GIVEN DATA START

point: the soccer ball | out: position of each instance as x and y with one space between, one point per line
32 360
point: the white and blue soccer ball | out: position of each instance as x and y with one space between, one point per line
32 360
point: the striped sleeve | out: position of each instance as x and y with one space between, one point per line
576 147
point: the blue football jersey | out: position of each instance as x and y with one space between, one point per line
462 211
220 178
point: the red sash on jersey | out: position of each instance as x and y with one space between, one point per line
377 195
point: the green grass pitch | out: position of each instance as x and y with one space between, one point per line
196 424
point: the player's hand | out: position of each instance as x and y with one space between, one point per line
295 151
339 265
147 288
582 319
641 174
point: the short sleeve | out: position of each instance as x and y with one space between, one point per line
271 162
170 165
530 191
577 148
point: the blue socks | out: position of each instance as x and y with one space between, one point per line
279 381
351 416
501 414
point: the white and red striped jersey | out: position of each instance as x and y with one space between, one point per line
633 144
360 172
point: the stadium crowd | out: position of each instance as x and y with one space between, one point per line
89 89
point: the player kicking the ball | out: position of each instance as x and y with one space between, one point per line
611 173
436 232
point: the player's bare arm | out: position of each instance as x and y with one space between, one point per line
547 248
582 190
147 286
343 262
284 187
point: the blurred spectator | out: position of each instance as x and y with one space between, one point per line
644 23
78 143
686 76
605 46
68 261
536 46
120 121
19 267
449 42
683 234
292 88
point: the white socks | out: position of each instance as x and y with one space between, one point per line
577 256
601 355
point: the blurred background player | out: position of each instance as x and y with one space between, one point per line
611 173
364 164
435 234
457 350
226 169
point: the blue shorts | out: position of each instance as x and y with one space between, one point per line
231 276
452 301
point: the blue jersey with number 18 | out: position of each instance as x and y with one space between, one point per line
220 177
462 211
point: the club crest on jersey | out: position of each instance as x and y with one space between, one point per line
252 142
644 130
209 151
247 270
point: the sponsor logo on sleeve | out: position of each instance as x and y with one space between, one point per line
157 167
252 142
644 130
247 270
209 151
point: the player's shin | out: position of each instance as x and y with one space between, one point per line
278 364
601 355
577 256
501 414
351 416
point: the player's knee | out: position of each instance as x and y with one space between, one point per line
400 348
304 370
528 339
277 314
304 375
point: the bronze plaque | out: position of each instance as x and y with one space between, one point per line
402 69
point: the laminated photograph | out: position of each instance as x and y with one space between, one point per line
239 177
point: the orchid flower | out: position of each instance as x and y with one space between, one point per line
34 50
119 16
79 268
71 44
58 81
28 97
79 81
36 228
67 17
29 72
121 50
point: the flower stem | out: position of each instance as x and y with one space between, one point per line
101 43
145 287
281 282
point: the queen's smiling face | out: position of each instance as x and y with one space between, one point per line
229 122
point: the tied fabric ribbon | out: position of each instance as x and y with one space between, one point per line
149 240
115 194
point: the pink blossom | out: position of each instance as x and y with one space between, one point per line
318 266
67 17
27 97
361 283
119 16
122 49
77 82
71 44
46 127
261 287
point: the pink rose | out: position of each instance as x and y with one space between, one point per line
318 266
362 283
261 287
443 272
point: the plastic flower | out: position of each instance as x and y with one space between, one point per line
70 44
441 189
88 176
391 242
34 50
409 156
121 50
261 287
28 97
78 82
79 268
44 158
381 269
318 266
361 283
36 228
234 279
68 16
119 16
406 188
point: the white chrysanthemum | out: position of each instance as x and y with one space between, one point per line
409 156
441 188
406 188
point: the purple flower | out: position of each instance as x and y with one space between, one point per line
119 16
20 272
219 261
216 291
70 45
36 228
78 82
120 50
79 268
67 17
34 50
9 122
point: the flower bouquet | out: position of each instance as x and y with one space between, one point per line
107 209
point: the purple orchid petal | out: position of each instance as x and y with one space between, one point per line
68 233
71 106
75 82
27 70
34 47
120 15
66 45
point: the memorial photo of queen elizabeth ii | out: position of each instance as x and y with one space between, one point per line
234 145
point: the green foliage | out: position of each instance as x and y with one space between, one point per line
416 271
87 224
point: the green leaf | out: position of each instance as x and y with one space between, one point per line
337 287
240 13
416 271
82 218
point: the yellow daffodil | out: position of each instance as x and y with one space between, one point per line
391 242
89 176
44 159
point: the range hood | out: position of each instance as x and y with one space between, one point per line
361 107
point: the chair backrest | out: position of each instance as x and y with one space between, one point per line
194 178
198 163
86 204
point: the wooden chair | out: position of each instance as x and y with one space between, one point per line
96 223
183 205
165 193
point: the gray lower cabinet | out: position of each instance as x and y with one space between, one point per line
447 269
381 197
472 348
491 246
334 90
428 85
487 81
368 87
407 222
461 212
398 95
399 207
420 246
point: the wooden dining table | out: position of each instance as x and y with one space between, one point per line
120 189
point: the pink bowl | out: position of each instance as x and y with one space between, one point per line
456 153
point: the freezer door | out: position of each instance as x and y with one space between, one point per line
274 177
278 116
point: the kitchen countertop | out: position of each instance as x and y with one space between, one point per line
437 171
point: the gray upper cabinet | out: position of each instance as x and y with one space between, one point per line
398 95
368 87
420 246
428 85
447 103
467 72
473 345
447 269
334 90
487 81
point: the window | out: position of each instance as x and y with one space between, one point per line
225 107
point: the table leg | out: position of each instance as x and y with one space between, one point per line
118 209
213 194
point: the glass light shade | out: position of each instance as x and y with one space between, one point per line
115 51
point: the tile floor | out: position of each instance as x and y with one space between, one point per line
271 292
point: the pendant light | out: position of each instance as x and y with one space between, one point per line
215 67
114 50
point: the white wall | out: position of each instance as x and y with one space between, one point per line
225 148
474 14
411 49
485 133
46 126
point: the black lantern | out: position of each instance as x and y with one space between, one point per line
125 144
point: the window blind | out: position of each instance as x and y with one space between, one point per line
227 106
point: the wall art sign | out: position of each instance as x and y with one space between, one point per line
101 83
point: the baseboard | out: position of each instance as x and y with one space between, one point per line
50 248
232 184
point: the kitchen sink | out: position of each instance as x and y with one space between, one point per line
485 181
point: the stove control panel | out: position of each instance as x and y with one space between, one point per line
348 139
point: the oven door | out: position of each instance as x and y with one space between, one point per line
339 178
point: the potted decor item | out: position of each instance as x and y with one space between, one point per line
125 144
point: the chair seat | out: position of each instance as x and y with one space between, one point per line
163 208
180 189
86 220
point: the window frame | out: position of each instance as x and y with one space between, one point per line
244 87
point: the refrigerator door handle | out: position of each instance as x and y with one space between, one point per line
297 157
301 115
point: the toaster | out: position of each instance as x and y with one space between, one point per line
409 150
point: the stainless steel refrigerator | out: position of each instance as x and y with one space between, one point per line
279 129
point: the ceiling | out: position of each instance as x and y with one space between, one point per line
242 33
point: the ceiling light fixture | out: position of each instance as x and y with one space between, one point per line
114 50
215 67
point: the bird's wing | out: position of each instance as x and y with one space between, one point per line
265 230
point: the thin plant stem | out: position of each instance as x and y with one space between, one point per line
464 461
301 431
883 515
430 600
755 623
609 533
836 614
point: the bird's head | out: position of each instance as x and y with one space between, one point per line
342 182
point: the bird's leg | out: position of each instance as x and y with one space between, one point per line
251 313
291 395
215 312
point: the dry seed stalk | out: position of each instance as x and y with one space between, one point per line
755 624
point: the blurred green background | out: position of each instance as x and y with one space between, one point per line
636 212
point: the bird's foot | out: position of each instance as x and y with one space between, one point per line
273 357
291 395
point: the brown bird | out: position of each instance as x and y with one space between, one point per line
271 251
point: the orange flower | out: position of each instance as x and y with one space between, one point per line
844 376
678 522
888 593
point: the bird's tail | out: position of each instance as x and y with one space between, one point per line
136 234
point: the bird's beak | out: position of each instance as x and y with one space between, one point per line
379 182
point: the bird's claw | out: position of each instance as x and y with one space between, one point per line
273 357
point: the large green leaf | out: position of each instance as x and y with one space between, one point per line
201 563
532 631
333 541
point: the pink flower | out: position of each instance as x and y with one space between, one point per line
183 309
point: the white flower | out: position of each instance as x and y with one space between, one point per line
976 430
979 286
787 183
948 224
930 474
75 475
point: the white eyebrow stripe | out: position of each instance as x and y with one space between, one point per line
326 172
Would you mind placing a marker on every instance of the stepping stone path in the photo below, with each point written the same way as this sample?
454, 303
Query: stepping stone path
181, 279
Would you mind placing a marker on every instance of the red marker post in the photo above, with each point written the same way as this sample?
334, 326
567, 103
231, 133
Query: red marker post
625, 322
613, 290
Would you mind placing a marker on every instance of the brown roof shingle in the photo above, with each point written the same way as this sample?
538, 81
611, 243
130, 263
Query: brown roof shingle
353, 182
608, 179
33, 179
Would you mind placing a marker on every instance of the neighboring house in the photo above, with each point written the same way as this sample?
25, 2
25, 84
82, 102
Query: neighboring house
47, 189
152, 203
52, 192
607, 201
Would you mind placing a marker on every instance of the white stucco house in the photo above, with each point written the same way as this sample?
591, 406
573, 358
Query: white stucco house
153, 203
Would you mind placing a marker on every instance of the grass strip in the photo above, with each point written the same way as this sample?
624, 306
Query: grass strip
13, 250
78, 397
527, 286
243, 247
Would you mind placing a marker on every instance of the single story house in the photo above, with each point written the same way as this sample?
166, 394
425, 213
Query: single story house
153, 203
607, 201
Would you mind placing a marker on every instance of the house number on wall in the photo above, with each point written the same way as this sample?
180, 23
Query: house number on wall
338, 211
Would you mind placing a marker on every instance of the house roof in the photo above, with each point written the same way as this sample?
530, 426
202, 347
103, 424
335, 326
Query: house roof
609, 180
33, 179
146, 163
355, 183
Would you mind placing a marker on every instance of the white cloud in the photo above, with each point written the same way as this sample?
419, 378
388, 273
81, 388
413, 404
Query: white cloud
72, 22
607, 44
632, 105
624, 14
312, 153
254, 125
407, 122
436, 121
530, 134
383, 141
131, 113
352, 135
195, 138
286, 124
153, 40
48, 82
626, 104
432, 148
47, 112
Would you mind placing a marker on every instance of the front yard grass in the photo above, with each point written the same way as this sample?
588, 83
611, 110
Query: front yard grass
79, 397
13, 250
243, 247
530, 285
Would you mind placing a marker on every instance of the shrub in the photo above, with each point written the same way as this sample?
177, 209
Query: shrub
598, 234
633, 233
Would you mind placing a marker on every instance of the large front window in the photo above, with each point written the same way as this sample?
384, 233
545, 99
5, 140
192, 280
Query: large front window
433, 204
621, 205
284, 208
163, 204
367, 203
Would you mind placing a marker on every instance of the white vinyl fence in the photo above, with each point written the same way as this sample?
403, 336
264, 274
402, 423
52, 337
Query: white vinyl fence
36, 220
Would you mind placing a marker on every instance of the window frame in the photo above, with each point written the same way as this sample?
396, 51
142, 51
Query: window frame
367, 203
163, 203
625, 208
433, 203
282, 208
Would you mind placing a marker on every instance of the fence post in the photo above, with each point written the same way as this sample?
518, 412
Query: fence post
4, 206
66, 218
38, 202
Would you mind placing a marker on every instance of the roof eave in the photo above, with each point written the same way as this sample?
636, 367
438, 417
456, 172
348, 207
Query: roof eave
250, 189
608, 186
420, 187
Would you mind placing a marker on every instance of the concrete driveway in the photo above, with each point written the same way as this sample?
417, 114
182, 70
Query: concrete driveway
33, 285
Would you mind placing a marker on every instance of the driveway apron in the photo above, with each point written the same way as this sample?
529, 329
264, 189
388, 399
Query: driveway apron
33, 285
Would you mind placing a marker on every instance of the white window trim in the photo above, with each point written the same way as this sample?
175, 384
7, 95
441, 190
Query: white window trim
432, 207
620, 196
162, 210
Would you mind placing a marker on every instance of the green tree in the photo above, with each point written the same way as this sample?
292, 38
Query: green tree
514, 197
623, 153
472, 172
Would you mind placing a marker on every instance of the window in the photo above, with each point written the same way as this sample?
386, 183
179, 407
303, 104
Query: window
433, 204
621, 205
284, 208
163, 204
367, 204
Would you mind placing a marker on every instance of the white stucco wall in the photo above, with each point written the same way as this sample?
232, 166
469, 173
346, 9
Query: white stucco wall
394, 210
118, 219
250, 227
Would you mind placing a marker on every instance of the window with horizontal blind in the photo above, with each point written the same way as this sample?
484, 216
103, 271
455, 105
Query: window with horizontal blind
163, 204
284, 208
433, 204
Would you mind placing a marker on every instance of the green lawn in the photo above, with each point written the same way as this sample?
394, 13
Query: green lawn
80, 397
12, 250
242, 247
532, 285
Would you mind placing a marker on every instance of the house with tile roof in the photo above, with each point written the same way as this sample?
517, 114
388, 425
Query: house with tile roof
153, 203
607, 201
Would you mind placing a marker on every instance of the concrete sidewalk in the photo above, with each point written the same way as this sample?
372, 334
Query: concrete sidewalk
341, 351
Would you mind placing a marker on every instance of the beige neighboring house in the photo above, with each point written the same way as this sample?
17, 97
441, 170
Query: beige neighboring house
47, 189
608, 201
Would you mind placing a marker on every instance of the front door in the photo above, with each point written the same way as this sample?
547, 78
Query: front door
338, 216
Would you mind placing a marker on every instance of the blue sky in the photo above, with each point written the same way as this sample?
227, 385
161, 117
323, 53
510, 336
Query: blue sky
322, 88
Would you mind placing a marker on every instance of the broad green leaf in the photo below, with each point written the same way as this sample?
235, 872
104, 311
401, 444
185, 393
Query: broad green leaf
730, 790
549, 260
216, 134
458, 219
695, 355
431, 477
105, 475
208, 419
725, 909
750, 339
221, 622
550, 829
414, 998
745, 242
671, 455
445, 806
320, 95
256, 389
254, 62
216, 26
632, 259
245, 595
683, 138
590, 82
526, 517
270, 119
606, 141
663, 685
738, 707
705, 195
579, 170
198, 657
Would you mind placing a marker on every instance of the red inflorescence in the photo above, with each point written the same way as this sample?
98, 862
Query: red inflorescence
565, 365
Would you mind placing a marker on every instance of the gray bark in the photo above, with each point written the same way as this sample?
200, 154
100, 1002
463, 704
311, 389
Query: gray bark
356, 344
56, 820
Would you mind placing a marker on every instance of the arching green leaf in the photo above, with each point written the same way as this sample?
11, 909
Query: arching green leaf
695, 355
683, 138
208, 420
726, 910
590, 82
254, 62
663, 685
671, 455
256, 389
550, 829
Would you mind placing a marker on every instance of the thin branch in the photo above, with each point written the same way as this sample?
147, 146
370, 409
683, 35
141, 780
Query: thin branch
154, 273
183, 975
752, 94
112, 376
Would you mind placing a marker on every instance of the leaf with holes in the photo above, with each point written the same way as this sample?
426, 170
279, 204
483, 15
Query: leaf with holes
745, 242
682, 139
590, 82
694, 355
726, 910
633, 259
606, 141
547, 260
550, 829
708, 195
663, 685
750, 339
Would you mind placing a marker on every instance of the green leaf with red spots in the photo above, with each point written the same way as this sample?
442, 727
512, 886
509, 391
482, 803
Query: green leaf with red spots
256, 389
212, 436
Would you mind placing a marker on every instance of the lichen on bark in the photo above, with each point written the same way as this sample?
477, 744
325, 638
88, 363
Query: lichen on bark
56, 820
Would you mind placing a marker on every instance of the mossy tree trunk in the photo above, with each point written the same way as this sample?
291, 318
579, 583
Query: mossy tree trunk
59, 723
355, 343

GIVEN DATA END

• REQUIREMENT: All lines above with the word "below" need to be reported.

• WRITTEN SOLUTION:
Would you mind placing a marker on every instance of the stepping stone path in the photo below, with each point written the same way as this sample?
Would you mind placing a marker on every instance of the broad green leaf in the photo below, with each point written the same way as this sample?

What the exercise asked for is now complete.